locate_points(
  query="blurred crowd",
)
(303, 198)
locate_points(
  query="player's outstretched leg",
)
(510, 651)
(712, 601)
== == ==
Filter the records above and return every line that holds the word "query".

◆ Response:
  query="blurred crowd",
  query="player's outstretched leg",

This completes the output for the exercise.